/---

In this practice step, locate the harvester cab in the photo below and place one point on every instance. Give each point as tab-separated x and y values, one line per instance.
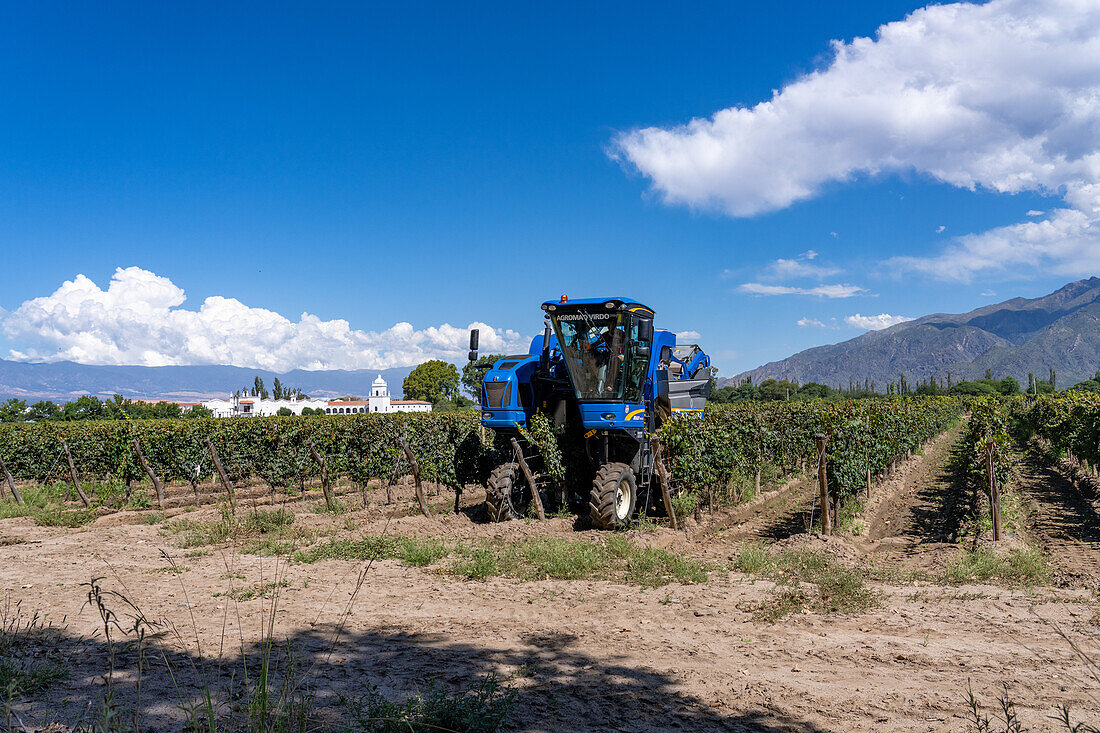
606	380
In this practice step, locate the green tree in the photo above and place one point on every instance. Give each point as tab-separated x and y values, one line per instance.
85	407
1087	385
435	381
473	372
44	411
13	411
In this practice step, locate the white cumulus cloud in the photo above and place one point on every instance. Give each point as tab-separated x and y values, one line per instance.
875	323
820	291
138	319
800	267
1002	96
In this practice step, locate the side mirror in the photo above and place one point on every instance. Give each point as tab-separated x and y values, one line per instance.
473	343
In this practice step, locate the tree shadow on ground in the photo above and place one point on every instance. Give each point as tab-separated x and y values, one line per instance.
559	682
944	502
1066	512
794	520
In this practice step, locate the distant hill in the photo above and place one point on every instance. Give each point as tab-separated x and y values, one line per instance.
63	381
1060	330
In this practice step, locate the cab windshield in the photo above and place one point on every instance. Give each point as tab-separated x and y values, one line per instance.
600	350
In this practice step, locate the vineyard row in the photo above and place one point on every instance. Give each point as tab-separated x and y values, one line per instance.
864	437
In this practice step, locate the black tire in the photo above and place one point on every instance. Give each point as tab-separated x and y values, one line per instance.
506	494
614	496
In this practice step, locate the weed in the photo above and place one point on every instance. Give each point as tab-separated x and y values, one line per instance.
684	504
479	565
481	708
836	589
418	553
265	532
31	655
336	507
365	548
754	558
1020	567
59	517
168	569
256	590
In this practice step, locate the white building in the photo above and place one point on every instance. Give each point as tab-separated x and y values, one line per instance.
378	401
259	407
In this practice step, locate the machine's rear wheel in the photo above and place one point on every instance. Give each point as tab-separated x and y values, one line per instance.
614	496
506	494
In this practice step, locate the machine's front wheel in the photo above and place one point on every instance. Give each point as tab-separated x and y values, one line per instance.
614	496
506	495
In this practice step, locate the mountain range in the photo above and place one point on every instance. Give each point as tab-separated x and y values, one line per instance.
1014	338
64	381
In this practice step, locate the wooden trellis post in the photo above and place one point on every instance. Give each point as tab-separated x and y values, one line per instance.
156	482
76	483
325	474
994	491
823	485
662	478
221	473
11	482
530	479
416	477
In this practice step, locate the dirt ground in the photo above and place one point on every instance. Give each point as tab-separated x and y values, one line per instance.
600	655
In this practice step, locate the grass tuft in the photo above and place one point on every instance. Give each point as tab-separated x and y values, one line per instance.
835	589
1020	567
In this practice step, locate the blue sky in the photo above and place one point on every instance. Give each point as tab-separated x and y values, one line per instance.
438	165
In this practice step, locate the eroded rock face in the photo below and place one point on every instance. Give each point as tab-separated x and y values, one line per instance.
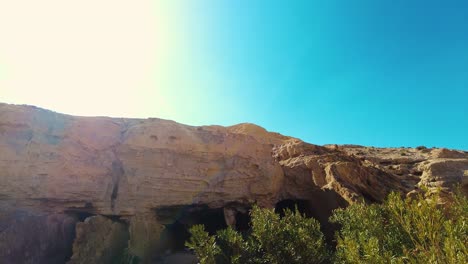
35	238
137	169
99	240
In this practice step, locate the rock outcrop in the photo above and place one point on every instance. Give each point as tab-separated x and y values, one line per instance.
146	173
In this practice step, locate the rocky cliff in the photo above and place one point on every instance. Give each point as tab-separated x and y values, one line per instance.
149	175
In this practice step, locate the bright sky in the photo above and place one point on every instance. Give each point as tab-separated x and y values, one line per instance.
381	73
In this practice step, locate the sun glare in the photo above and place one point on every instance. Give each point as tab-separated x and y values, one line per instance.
82	57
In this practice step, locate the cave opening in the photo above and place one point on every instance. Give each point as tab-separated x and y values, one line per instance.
176	231
302	206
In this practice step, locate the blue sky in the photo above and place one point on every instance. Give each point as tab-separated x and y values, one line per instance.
364	72
380	73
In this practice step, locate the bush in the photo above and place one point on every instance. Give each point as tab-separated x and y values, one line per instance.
400	230
293	238
403	231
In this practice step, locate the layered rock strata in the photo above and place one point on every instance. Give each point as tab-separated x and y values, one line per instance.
147	172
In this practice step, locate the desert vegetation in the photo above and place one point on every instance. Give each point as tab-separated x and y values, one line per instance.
418	229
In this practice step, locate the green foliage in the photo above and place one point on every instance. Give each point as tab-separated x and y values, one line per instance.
127	258
293	238
401	230
204	245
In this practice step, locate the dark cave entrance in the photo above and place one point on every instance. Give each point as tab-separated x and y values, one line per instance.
180	219
290	204
319	205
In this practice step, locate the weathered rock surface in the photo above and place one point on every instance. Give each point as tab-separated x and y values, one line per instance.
35	238
137	168
99	240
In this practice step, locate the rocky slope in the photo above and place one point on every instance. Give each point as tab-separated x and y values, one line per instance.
148	174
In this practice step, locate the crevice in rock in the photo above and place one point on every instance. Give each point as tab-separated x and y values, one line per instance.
117	173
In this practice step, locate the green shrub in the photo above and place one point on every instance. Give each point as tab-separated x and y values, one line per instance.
400	230
293	238
416	230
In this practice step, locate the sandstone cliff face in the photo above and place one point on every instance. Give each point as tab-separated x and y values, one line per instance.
134	169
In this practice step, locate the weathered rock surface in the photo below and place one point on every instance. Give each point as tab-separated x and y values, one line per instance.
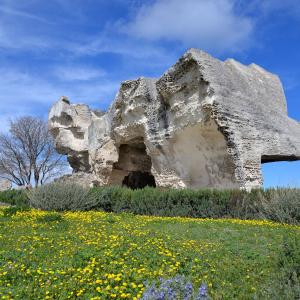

\---

> **Task brief**: What is needed is a word-for-word transcription of all the entries, with the pictures dropped.

> **Response below**:
In this practice step, locate the harvester cab in the photo below and place one point on every instance. Give each point as tab-separated x and y values, one line per instance.
606	380
In this practice step, locate the green tree in the photo above and place one point on every instance. Give each point as tab-separated x and y values, one line per instance.
85	407
1087	385
435	381
473	372
44	411
13	411
In this practice step, locate the white cumulus cloud in the photo above and place one point on every instance. Give each point as tab-separated x and y values, one line per instance.
875	323
820	291
138	319
800	267
1002	96
In this practice step, locate the side mirror in the photo above and place one point on every instance. Give each point as tab-separated x and y values, one line per instance.
473	343
In this practice step, locate the tree shadow on ground in the photo above and place one point on every instance. Give each point as tab-separated x and y values, one line per instance.
559	682
944	502
1066	512
794	520
In this practice step, locate the distant hill in the photo above and place one point on every instance. Give each point as tab-separated x and y values, one line per instance.
63	381
1060	330
In this practice step, locate the cab windshield in the photo above and place one point on every instance. Give each point as tab-separated x and y values, one line per instance.
600	350
In this practice step, locate the vineyard row in the photo above and place one point on every instance. Give each point as tab-separated x and y values, one line per instance.
864	437
In this practice step, locate the black tire in the photo above and place one point on every instance. Give each point as tab-separated x and y values, one line per instance.
506	494
614	496
In this practice step, locate the weed in the photo above and place one point on every instance. Give each point as tab-separated x and y values, one line per instance.
684	504
479	565
481	708
836	589
418	553
265	532
31	655
336	507
365	548
754	558
1020	567
59	517
168	569
256	590
In this practice step, locate the white building in the photo above and place one point on every instance. Give each point as tab-separated x and y values, one line per instance.
378	401
259	407
In this practice step, locate the machine's rear wheel in the photo above and place one point on every instance. Give each point as tab-separated x and y values, one line per instance.
614	496
506	494
In this practice step, locate the machine's front wheel in the photo above and place one point on every instance. Give each point as tab-separated x and y values, one line per instance.
614	496
506	495
In this practice step, locate the mountain range in the photo above and place one point on every instance. Give each point as tab-separated x and y values, one line per instance.
1014	338
64	381
In this practice step, locate the wooden trellis post in the photo above and place one point on every instance. Give each point as tab-separated x and y values, one line per instance.
156	482
76	483
325	474
994	491
823	485
662	478
221	473
11	482
530	479
416	477
In this practice step, locate the dirt ground in the photo above and place one point on every instance. Give each point as tab-separated x and y values, one line per instance.
600	655
In this practice step, locate the grass tuft in the photo above and place one point on every instance. Give each point as tab-separated x and y values, one line per instance.
835	589
1020	567
In this practice step, locate the blue sky in the photo above and place one point on every instance. Give each point as tab-separated x and y values, one line per instance.
438	165
In this practice step, locate the eroded rock face in the photo below and place one point on every instance. Give each point as tab-separated x and y values, one line per instance.
35	238
137	169
99	240
In this practice step, locate the rock outcrop in the photo above and place one point on every instance. Give each point as tab-separated x and y values, one line per instance.
146	173
In this practice step, locate the rocky cliff in the photo above and place one point on every instance. Give each point as tab-separated x and y values, one line per instance.
149	175
In this practice step, locate the bright sky in the photo above and place one point on every instance. Give each point as tab-separated x and y values, one line per instance.
381	73
In this practice step, locate the sun glare in the photo above and place one point on every instance. Give each point as tab-separated x and y values, one line per instance.
82	57
In this practice step, locate the cave opening in the photo above and place one point on every instance. Give each point as tab-separated x and y values, one line per instance.
176	231
302	206
In this practice step, locate the blue sky in the photo above and place one point on every instance. Give each point as tab-separated x and y values, one line per instance.
364	72
380	73
In this practice step, locate the bush in the photo above and place one point on every instance. Give each point as tab-separated x and y values, one line per instance.
400	230
293	238
403	231
In this practice step, locate the layered rock strata in the photo above and place one point on every instance. Give each point as tab-separated x and y values, one line per instance.
147	172
In this practice step, locate the desert vegetation in the photo above and place one point on every instance. Give each point as tab-separated x and y values, one line per instance.
418	229
In this practice step, locate the green foliage in the photo above and place one point on every instance. Give each point as tab-separated x and y values, one line per instance.
127	258
293	238
401	230
204	245
In this practice step, locate the dark cave entrance in the photo above and place one point on every instance. Give each point as tab-separated x and y values, one line per instance.
180	219
290	204
319	205
In this practice step, locate the weathered rock surface in the photo above and place one point on every instance. Give each point as tab-separated x and y values, one line per instance.
35	238
137	168
99	240
In this practice step, locate the rocky slope in the photo above and place one point on every instance. Give each point as tab-separated x and y values, one line per instance.
148	174
In this practice step, locate the crevice in rock in the photo above and place one point on every instance. Give each point as tab-separated x and y values, one line per instance.
117	173
In this practice step, locate the green shrub in the photo above and place one point on every instance. Give each point as tab-separated x and y values, one line per instance.
400	230
293	238
416	230
In this practice step, locate the sandstone cliff face in the photo above and place one point on every instance. Give each point as tab-separated x and y values, one line per instance.
134	169
In this practice step, locate the weathered rock surface in the photo below and place one point on every instance. Give each point as tab-separated x and y values, one line per instance.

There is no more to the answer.